Stored data entries:
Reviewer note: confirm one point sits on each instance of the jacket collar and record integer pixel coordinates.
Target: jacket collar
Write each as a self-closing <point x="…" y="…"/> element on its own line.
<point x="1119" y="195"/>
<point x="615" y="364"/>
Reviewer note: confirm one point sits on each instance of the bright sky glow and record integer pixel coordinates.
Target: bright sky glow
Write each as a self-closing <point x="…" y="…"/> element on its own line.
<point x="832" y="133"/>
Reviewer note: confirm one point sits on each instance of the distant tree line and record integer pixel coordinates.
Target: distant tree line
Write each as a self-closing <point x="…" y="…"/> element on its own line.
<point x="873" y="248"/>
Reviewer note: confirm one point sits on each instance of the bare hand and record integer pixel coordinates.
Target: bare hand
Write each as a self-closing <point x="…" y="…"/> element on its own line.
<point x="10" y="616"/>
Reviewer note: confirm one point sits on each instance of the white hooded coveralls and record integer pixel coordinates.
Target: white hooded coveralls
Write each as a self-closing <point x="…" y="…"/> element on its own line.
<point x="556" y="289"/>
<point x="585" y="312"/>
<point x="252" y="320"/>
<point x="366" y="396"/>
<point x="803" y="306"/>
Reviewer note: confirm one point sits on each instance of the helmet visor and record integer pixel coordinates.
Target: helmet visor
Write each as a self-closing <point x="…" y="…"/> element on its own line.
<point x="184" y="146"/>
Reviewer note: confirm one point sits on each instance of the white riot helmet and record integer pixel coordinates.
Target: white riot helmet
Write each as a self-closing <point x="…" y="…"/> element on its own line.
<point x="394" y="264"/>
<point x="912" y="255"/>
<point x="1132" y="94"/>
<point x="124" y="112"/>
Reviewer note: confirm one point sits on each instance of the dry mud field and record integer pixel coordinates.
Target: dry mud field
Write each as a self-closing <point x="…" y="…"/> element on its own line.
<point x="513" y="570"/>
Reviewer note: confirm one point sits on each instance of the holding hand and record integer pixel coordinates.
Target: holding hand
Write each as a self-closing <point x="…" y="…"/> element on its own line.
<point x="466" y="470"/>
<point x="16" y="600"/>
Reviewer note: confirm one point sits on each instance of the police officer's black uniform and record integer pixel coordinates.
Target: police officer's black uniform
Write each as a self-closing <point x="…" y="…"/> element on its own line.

WHAT THIS TASK INVOLVES: Extract every line above containing the word "collar".

SOLUTION BELOW:
Reviewer note: confirm one point sits on each instance of the jacket collar and record integer pixel coordinates.
Target: jacket collar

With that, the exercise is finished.